What to produce
Exactly as they appear, copy the lines of the listing from the one containing "In the picture above, where can the antenna" through the final line, both included, and nothing else.

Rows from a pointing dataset
════════════════════

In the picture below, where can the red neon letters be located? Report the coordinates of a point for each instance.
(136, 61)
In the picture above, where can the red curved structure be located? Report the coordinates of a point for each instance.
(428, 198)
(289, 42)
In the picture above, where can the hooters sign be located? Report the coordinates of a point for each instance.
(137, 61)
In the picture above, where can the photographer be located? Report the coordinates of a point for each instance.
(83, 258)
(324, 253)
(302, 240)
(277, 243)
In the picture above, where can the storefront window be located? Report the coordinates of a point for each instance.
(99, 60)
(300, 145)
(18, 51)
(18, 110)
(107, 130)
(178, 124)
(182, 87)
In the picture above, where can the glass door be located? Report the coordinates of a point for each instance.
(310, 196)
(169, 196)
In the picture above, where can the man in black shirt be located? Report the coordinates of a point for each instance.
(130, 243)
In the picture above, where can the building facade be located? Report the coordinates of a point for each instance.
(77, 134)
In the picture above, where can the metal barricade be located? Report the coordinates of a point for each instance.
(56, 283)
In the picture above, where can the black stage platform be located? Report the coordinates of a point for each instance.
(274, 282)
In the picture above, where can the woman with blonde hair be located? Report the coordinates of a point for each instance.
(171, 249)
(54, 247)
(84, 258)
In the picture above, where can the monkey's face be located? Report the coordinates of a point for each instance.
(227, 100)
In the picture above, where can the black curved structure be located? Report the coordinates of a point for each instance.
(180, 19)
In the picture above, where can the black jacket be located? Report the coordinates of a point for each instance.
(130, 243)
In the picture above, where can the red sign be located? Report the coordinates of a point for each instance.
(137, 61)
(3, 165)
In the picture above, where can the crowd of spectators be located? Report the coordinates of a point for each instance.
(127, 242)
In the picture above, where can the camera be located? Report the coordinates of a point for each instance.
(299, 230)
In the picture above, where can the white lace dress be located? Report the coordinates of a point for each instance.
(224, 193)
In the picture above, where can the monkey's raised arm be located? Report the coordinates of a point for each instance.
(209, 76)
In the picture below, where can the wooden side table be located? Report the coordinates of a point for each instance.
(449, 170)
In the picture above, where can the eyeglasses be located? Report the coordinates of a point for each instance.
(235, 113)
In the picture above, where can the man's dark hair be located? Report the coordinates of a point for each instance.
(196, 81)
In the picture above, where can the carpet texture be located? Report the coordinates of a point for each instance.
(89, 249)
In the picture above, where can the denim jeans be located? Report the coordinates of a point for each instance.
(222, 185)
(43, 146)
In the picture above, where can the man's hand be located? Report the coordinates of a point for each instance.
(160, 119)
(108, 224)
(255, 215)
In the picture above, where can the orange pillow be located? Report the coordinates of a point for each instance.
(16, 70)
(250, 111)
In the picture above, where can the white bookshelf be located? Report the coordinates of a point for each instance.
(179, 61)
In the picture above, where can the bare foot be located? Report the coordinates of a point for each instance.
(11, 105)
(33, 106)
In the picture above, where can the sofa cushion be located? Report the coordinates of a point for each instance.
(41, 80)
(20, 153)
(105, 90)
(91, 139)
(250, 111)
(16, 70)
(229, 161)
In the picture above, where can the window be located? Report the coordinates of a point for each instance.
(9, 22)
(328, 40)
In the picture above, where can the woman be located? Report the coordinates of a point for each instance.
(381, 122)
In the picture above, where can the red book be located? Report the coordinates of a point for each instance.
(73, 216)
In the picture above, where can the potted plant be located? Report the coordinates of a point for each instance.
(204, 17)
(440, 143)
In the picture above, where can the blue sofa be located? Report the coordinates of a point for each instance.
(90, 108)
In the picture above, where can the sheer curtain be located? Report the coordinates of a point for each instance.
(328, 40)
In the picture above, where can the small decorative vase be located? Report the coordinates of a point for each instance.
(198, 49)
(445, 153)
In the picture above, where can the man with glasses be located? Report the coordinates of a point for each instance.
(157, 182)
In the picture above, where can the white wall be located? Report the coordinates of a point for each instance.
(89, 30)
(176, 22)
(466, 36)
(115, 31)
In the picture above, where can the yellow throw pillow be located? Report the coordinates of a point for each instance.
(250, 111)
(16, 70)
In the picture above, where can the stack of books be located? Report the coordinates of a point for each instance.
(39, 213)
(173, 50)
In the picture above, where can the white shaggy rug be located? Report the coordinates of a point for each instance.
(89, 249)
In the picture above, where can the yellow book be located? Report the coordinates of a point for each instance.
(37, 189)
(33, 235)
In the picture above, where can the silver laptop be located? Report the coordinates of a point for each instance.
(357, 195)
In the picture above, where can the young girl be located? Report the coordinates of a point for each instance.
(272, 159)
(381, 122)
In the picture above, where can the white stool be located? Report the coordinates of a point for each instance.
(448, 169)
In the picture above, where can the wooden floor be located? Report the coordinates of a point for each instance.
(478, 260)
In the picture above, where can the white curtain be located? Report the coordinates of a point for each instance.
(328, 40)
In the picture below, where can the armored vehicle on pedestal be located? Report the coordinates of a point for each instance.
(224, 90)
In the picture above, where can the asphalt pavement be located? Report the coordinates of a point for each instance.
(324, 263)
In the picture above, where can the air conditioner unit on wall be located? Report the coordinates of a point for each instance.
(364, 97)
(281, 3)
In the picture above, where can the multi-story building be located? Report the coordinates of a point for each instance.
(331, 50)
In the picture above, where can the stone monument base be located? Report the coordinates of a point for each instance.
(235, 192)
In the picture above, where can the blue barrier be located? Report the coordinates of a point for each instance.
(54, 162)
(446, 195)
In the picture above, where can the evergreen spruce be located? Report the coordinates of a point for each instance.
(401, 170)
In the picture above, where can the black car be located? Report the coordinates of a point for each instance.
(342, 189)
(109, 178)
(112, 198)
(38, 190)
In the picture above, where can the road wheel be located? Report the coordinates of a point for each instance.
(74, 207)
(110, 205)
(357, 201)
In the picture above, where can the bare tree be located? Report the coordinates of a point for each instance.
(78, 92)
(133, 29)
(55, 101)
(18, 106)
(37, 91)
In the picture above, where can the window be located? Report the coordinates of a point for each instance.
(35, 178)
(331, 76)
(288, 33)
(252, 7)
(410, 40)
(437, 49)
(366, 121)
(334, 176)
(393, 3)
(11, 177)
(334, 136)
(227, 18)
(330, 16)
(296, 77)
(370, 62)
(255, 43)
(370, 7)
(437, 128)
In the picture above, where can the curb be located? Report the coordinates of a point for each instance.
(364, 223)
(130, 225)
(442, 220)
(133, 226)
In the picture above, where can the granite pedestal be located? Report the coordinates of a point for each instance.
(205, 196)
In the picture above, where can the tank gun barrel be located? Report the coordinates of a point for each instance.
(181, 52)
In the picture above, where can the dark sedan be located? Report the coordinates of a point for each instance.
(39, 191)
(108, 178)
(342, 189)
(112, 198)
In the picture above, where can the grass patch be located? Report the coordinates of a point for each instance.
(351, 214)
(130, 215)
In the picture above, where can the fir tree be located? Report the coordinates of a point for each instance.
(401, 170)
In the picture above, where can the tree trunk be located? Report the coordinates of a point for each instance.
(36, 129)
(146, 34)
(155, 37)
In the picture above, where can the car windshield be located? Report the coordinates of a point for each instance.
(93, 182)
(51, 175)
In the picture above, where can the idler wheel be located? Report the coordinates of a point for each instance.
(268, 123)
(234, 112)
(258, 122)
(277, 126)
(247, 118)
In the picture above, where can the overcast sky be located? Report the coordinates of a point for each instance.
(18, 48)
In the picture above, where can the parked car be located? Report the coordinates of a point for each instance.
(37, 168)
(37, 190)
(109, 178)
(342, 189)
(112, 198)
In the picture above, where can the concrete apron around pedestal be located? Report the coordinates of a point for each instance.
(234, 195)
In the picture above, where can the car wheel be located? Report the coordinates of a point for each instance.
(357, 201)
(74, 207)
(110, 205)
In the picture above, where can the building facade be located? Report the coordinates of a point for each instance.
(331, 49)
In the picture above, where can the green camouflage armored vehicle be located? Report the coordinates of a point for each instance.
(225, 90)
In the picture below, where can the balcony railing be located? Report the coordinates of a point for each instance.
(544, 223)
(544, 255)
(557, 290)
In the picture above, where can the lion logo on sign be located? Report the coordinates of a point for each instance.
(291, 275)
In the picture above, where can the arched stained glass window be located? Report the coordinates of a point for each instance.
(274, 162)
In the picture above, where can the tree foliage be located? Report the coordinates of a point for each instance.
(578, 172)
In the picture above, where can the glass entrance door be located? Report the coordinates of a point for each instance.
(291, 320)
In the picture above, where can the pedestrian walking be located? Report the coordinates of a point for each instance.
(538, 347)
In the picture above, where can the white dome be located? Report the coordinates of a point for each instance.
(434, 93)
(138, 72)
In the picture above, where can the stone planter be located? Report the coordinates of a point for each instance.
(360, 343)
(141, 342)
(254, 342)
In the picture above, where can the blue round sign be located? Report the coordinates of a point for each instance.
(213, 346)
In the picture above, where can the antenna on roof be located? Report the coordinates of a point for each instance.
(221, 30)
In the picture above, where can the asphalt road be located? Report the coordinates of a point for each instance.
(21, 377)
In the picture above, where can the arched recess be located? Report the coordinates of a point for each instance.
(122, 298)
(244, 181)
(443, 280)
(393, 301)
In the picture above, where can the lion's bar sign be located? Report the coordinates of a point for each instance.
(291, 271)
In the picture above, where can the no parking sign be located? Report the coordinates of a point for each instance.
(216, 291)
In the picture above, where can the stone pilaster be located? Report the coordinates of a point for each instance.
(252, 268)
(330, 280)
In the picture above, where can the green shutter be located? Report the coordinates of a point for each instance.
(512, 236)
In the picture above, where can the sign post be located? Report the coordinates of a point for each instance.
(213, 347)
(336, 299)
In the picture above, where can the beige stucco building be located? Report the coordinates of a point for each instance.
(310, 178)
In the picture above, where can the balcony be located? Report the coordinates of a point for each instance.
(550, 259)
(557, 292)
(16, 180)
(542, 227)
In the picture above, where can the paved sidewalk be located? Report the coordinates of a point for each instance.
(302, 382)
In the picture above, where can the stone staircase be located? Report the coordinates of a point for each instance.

════════════════════

Full answer
In the picture above, where can the antenna on roof be located? Report the coordinates of a point for each instance.
(221, 30)
In the picture above, where can the asphalt road be located? Report the coordinates of a point for each instance.
(21, 377)
In the picture above, where can the arched recess be located? Report the coordinates of a point for each instance.
(122, 298)
(244, 181)
(443, 280)
(393, 301)
In the picture above, where can the lion's bar sign be located? Report the coordinates of a point for each instance.
(291, 271)
In the picture above, where can the no parking sign be located? Report the coordinates of a point for each instance.
(216, 291)
In the picture above, where can the stone pilaster be located? Report the coordinates of a point for each instance.
(252, 268)
(330, 280)
In the picture above, where can the green shutter be located? Report the coordinates of a point for each instance.
(512, 236)
In the picture above, where can the sign post be located? Report the coordinates of a point for each instance.
(213, 347)
(336, 299)
In the picture above, where can the beige stucco building be located? Report the coordinates of a point for each instance.
(310, 178)
In the picture above, where can the balcony be located? Report the coordinates of a point for each instance.
(550, 259)
(557, 292)
(16, 180)
(542, 227)
In the picture above, where can the paved sidewalk be located? Report the coordinates of a point for each instance.
(302, 382)
In the picture above, where can the stone staircase be located? Report the coordinates of a point for each instance.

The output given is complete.